#### TEXT PROVIDED:
== == ==

19 Therefore, brothers and sisters, since we have confidence to enter the Most Holy Place by the blood of Jesus, 20 by a new and living way opened for us through the curtain, that is, his body, 21 and since we have a great priest over the house of God, 22 let us draw near to God with a sincere heart and with the full assurance that faith brings, having our hearts sprinkled to cleanse us from a guilty conscience and having our bodies washed with pure water. 23 Let us hold unswervingly to the hope we profess, for he who promised is faithful. 24 And let us consider how we may spur one another on toward love and good deeds, 25 not giving up meeting together, as some are in the habit of doing, but encouraging one another—and all the more as you see the Day approaching.
Here I see an invitation to come with confidence into God's presence, to pound on His chest with my questions, doubts, wails of anguish. He promises He will not reject me but rather pull me into His lap, hold me, comfort me with His truth, reminding me of the gift of His Son, Jesus, the greatest love gift. Spending time in His Word reminds me of the hope that has guided me throughout my life. The Bible reminds me that He cannot lie, His promises are reliable. And then I see that time with Him will eventually lead me to offering others the same help and hope that He has given to me. Scriptures acted as medicine for my soul, but friends, that medicine was not an overnight fix. sometimes I felt a moment of relief, but grief is long term, a chronic sorrow. It is not one and done. I had to take it for years, and when I skip taking it, my soul reacts badly.
A friend of Amy Carmichael, missionary to India, once said, "The woman who has no experiences in the dark has no secrets to share in the light." Shortly after the death of our son, Mark, this statement challenged me with a choice. Would I accept midnight sorrow as an opportunity for God to reveal his secrets of the darkness? Or would I refuse to open my eyes and hands to treasures designed to turn my heart toward him?

== == ==

Stored data entries

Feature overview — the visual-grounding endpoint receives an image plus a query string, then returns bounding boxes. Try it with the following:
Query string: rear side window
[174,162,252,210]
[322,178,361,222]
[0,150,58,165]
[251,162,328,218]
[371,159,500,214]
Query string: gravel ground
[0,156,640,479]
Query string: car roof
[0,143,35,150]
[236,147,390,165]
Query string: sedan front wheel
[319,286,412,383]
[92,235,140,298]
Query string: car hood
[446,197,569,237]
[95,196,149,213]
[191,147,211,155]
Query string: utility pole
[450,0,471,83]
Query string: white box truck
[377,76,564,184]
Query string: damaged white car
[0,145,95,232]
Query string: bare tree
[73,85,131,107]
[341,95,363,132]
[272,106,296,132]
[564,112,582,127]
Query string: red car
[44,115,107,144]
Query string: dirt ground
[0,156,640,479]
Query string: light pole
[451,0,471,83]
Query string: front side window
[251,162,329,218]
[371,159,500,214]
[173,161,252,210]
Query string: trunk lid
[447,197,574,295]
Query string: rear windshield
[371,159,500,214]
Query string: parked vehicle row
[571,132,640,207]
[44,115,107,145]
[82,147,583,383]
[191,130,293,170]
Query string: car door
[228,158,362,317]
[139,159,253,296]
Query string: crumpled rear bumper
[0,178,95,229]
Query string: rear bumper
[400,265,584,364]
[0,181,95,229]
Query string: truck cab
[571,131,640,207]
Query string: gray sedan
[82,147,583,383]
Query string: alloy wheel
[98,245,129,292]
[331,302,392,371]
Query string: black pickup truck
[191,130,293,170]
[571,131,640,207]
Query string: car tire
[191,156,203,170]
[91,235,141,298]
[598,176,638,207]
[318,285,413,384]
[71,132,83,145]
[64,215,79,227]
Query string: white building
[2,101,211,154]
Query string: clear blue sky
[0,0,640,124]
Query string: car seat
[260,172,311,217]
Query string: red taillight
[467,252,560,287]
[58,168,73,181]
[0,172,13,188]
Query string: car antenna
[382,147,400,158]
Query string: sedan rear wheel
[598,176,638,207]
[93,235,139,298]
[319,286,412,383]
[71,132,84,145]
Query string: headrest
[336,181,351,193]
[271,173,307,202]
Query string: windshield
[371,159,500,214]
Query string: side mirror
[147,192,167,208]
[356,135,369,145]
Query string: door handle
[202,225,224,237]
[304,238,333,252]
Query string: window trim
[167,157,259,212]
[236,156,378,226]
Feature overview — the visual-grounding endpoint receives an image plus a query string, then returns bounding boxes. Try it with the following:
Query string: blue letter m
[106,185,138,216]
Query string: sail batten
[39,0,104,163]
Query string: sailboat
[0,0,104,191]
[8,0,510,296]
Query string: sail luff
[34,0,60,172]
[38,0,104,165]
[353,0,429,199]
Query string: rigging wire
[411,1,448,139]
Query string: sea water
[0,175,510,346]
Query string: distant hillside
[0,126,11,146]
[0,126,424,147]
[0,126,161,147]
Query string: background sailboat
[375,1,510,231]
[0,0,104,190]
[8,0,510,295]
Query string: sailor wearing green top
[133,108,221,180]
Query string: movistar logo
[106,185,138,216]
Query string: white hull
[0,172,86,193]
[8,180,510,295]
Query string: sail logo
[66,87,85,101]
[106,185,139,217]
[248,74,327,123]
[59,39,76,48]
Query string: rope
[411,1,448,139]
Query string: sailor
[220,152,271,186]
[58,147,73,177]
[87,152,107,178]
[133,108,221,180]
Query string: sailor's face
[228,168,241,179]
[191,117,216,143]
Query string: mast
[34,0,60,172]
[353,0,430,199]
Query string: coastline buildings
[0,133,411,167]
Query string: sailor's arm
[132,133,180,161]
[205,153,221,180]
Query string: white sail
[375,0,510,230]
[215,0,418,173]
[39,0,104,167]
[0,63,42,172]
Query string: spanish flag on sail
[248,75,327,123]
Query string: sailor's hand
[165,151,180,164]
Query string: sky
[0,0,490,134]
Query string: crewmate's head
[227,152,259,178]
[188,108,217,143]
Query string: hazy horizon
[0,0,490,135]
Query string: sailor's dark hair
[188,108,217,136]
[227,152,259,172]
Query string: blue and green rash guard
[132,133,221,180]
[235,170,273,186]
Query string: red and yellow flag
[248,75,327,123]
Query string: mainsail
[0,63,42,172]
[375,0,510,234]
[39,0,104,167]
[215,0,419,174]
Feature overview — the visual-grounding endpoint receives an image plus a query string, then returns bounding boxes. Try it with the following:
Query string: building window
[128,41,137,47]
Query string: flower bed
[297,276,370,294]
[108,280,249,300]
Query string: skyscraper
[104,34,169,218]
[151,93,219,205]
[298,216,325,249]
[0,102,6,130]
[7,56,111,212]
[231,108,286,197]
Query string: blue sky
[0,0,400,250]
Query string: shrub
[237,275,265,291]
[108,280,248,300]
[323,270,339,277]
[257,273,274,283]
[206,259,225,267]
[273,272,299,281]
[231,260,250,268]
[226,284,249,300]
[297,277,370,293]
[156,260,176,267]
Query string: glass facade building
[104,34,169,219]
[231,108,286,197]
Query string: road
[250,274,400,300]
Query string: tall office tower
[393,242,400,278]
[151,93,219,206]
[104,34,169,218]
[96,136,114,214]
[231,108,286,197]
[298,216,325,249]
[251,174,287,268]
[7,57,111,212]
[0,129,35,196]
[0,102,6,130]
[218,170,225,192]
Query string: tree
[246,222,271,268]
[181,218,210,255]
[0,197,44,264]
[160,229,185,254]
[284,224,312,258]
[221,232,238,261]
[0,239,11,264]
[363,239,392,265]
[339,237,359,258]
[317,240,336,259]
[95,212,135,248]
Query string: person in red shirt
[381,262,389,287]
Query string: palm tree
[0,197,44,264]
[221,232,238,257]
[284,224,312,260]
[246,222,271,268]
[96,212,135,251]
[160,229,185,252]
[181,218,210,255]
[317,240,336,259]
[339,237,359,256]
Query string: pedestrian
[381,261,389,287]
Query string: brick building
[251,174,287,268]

== == ==

#### QUESTIONS ON THE MATERIAL:
[1] For the devotional text on grief and Scripture, state whether each statement agrees with it, answering yes or no and quoting the deciding words:
(a) Grief is described as a short-term sorrow.
(b) The saying about experiences in the dark came from a friend of Amy Carmichael.
(c) Scripture worked as an overnight fix for the writer.
[2] Please pick up the devotional text on grief and Scripture after its final sentence and continue writing it.
The records are not needed for anything here.

#### ANSWER SECTION:
[1]
(a) No: "grief is long term, a chronic sorrow."
(b) Yes: "A friend of Amy Carmichael, missionary to India, once said"
(c) No: "that medicine was not an overnight fix."

[2]
I will give you treasures in the darkness, riches stored in secret places, so that you will know I am the Lord your God, the One Who calls you by name. Isaiah 45:2-3
In time, desperation to understand my heavenly Father and experience his power drove me to place my hope in what I know about Him, not in what I do not know. This was not a once and for all choice, but rather daily, moment by moment. I began to more clearly experience the treasures in the darkness and riches stored in secret places, each one designed to remind me that He calls me by name, and help turn my heart toward my God.
Learning to see when the lights went out took me back to the foundations of my faith, where I unpacked each belief and examined it through the grid of God's Word. I needed to know that what I had believed and taught for more than twenty-five years was absolute truth. For years and through tear-filled eyes, I searched for God's presence everywhere and in every event. No detail was insignificant. It still isn't.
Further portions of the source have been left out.